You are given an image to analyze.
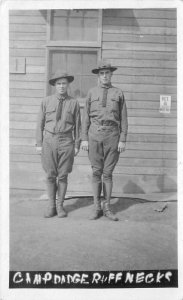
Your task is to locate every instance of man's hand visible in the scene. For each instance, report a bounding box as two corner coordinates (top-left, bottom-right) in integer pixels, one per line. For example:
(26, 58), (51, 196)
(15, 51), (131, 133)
(81, 141), (89, 151)
(75, 148), (79, 156)
(118, 142), (126, 153)
(36, 147), (42, 155)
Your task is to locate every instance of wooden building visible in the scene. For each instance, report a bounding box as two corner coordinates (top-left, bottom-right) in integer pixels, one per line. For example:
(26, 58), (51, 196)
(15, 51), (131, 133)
(9, 9), (177, 197)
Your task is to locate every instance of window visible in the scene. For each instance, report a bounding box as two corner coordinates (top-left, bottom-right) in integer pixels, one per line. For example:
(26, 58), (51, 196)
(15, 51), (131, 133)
(50, 10), (100, 43)
(46, 9), (102, 99)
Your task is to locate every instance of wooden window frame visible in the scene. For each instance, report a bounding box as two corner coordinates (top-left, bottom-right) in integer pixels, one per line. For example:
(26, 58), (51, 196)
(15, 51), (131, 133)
(46, 9), (103, 48)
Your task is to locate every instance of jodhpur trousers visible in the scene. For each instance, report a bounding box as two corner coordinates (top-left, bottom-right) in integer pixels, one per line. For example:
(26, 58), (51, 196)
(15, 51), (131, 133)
(41, 131), (75, 183)
(88, 124), (120, 184)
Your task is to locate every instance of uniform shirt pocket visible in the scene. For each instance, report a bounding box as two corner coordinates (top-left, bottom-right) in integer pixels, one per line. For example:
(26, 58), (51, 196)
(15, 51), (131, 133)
(45, 108), (56, 122)
(90, 97), (99, 112)
(66, 111), (74, 124)
(111, 97), (120, 112)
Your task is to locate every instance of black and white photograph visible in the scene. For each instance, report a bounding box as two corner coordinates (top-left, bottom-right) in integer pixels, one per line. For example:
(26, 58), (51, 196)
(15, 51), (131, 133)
(1, 0), (183, 299)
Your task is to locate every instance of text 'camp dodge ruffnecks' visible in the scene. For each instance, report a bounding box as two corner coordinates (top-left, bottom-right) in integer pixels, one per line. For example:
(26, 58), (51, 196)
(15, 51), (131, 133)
(10, 270), (176, 288)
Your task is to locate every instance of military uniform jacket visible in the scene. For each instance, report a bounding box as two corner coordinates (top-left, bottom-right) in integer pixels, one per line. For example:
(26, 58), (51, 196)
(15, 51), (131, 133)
(82, 85), (128, 142)
(36, 93), (81, 148)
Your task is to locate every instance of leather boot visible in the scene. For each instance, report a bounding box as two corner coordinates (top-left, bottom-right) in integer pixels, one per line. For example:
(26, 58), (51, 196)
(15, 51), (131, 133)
(57, 180), (67, 218)
(44, 180), (57, 218)
(89, 182), (103, 220)
(103, 182), (119, 221)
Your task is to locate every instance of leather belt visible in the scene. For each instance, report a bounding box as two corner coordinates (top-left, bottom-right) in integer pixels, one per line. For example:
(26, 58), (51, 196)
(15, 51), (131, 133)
(45, 130), (72, 137)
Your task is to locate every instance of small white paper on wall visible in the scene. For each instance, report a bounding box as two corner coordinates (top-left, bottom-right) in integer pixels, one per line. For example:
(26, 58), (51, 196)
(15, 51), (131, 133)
(159, 95), (171, 113)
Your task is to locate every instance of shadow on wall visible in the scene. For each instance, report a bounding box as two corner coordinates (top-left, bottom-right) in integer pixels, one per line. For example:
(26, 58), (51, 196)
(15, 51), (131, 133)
(103, 9), (140, 29)
(122, 175), (177, 194)
(157, 175), (177, 193)
(123, 181), (145, 194)
(40, 10), (47, 21)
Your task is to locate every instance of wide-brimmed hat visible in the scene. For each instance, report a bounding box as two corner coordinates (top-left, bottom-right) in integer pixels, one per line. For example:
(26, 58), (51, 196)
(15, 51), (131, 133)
(49, 70), (74, 86)
(92, 61), (117, 74)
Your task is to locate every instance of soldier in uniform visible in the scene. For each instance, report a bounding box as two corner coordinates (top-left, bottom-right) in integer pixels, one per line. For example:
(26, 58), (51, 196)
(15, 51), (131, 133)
(81, 61), (128, 221)
(36, 70), (81, 218)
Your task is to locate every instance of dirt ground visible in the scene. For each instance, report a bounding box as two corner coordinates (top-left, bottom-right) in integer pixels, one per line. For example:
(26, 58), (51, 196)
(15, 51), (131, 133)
(10, 195), (177, 271)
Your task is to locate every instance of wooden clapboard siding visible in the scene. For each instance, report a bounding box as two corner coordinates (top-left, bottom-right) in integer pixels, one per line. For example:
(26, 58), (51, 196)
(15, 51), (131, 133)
(9, 108), (178, 119)
(128, 111), (176, 118)
(25, 66), (46, 74)
(10, 97), (42, 105)
(9, 9), (177, 196)
(10, 123), (176, 136)
(103, 17), (176, 28)
(10, 113), (177, 127)
(10, 49), (45, 57)
(10, 74), (45, 81)
(10, 81), (45, 90)
(9, 10), (47, 195)
(10, 130), (177, 143)
(105, 59), (176, 69)
(129, 126), (176, 135)
(10, 40), (46, 49)
(115, 68), (177, 77)
(10, 145), (177, 160)
(10, 114), (38, 122)
(103, 42), (176, 52)
(10, 161), (176, 176)
(102, 33), (176, 44)
(9, 24), (46, 33)
(103, 50), (177, 61)
(10, 167), (177, 194)
(9, 10), (46, 16)
(103, 26), (176, 36)
(10, 136), (177, 151)
(125, 92), (177, 101)
(10, 89), (44, 97)
(9, 32), (47, 41)
(103, 9), (176, 19)
(114, 83), (176, 94)
(9, 15), (46, 25)
(10, 153), (176, 169)
(112, 74), (177, 85)
(10, 97), (177, 107)
(102, 8), (177, 193)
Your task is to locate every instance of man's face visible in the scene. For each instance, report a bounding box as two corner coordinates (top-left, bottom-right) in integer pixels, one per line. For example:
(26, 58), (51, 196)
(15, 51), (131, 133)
(55, 78), (69, 95)
(98, 69), (112, 85)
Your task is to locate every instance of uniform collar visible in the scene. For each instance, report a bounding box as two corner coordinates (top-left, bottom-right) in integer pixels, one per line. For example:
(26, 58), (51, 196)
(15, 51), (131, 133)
(56, 92), (68, 101)
(99, 83), (112, 89)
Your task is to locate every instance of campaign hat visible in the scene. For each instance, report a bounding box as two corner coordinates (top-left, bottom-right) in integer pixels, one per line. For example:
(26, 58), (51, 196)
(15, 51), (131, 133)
(92, 61), (117, 74)
(49, 70), (74, 86)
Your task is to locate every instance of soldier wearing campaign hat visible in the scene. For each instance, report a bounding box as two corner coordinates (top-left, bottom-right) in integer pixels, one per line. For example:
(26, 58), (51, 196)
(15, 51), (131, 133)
(81, 61), (128, 221)
(36, 70), (81, 218)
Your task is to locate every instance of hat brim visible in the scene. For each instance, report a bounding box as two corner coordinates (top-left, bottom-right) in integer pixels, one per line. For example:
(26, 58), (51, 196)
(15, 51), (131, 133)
(49, 75), (74, 86)
(92, 67), (117, 74)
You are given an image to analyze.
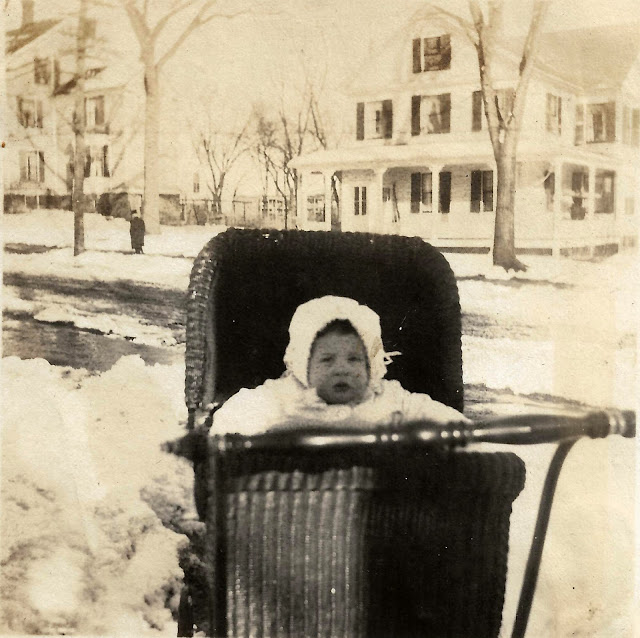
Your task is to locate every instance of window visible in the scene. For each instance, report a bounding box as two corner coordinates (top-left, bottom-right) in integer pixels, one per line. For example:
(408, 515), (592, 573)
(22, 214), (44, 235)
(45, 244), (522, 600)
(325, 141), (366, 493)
(411, 172), (451, 213)
(544, 171), (555, 211)
(470, 170), (493, 212)
(570, 170), (588, 219)
(85, 96), (105, 130)
(193, 172), (200, 194)
(472, 88), (514, 131)
(84, 146), (110, 178)
(412, 34), (451, 73)
(354, 186), (367, 216)
(306, 194), (325, 222)
(34, 57), (50, 84)
(356, 100), (392, 140)
(412, 94), (451, 135)
(20, 150), (45, 182)
(586, 102), (615, 143)
(17, 97), (43, 128)
(595, 170), (615, 214)
(546, 94), (562, 135)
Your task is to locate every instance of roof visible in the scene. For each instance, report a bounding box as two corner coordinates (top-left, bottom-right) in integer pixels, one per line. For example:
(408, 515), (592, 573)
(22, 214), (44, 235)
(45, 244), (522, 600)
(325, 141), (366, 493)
(349, 11), (640, 95)
(6, 18), (60, 54)
(290, 139), (619, 172)
(511, 22), (640, 91)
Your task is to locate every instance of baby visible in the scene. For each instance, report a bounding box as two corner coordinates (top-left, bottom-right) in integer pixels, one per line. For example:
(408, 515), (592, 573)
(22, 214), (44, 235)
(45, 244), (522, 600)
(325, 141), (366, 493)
(212, 296), (469, 435)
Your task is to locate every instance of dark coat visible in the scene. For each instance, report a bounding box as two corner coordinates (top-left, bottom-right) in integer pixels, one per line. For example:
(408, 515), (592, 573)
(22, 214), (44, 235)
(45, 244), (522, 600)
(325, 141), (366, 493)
(130, 216), (145, 249)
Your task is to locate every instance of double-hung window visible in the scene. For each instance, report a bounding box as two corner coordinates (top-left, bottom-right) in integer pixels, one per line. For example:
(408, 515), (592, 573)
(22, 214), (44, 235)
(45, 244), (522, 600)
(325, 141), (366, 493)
(546, 94), (562, 135)
(411, 94), (451, 135)
(470, 170), (493, 212)
(20, 150), (45, 182)
(18, 97), (43, 128)
(411, 172), (452, 214)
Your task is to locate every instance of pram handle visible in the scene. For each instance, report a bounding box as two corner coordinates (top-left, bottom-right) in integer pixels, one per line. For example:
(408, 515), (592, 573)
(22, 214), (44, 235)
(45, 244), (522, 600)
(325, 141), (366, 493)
(213, 408), (635, 452)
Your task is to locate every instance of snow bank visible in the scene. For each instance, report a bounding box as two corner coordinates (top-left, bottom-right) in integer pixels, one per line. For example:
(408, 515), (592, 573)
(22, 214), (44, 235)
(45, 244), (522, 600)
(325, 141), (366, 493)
(3, 208), (225, 258)
(1, 356), (196, 635)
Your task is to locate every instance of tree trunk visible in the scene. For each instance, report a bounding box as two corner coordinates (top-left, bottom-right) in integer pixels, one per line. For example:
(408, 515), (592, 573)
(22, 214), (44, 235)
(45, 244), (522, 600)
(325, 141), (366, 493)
(143, 62), (161, 234)
(72, 0), (88, 256)
(493, 150), (526, 270)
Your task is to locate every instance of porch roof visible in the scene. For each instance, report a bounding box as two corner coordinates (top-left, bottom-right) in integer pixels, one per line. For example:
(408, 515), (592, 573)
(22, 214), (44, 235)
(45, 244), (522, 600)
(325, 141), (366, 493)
(290, 139), (621, 173)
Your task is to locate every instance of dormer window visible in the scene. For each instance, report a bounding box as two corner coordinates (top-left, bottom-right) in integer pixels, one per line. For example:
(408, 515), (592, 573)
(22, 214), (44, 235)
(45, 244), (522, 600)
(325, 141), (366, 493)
(412, 34), (451, 73)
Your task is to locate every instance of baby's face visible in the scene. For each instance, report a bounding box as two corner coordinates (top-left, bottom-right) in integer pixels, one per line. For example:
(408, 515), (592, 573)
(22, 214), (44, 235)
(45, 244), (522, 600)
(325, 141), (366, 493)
(308, 331), (369, 405)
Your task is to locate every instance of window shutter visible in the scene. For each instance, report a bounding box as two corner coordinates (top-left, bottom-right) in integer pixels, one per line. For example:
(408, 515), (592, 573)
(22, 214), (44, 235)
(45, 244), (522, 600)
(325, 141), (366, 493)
(483, 171), (494, 211)
(85, 149), (91, 178)
(20, 151), (27, 180)
(411, 95), (421, 136)
(103, 146), (110, 177)
(382, 99), (393, 139)
(440, 93), (451, 133)
(17, 97), (23, 126)
(37, 100), (43, 128)
(632, 109), (640, 147)
(558, 97), (562, 133)
(441, 34), (451, 69)
(96, 96), (105, 126)
(439, 171), (451, 213)
(354, 186), (360, 215)
(411, 172), (421, 213)
(38, 151), (45, 183)
(356, 102), (364, 140)
(412, 38), (421, 73)
(472, 90), (483, 131)
(470, 170), (481, 212)
(361, 186), (367, 216)
(605, 101), (616, 142)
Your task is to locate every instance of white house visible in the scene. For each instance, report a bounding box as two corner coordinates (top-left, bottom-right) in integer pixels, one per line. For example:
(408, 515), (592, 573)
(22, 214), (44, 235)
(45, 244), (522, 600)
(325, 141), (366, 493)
(3, 0), (198, 222)
(291, 10), (640, 256)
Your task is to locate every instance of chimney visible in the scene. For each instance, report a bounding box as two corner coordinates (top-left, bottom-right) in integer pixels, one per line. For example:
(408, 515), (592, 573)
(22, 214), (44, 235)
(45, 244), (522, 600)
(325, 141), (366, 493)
(22, 0), (34, 26)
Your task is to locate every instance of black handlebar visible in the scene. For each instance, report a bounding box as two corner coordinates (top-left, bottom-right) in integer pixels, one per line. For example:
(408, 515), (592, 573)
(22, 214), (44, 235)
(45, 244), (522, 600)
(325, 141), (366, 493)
(209, 408), (636, 453)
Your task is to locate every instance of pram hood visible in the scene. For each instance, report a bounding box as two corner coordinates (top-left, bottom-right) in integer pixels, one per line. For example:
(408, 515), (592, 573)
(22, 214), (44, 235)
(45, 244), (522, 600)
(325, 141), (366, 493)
(284, 295), (397, 392)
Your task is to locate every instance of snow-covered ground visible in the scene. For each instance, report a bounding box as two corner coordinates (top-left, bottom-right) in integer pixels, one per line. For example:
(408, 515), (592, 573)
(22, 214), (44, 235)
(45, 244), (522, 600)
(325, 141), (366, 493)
(2, 209), (638, 636)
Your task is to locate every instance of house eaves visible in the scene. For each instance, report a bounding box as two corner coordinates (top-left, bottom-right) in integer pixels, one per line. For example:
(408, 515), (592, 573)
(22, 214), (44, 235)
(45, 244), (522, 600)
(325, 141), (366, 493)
(6, 18), (61, 55)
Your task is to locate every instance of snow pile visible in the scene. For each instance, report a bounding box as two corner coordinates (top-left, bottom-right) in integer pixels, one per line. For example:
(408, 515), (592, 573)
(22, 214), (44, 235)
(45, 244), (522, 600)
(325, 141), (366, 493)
(1, 356), (196, 635)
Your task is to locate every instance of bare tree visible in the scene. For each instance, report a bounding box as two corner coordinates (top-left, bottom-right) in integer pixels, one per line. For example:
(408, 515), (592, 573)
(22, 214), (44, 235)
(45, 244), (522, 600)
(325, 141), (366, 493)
(194, 109), (251, 220)
(437, 1), (549, 270)
(251, 72), (332, 229)
(72, 0), (90, 256)
(118, 0), (252, 233)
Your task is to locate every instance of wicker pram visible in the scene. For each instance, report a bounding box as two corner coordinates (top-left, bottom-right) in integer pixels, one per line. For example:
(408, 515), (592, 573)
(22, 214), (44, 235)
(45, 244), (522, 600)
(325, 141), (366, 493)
(174, 228), (528, 638)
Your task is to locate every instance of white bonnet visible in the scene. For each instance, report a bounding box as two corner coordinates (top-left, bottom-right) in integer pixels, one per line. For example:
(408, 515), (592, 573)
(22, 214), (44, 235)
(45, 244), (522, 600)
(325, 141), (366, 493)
(283, 295), (396, 390)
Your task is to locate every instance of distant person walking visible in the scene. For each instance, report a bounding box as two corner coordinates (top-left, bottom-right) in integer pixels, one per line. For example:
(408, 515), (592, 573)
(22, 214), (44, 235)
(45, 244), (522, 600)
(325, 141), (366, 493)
(130, 210), (146, 254)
# # # #
WORK TO COMPLETE:
Each line of the listing above that contains the word "snow" is to be copied.

EXERCISE OUTPUT:
Your task is to locate every instance of snow bank visible in the scene. For each instance, report a bounding box as two corner coordinates (top-left, bottom-right) in integer pixels, one per line. For example:
Your task is to locate every instance of snow-covered ground visible in the scene. For each instance, report a bounding box as two corner coordinates (top-left, bottom-right) in integer pixels, one per line. For example:
Your task is to locate every instance of snow pile visible in the scene. For each instance, report a bounding box as two corner coordinates (top-left, bottom-right) in integer pixels, one per line. For example:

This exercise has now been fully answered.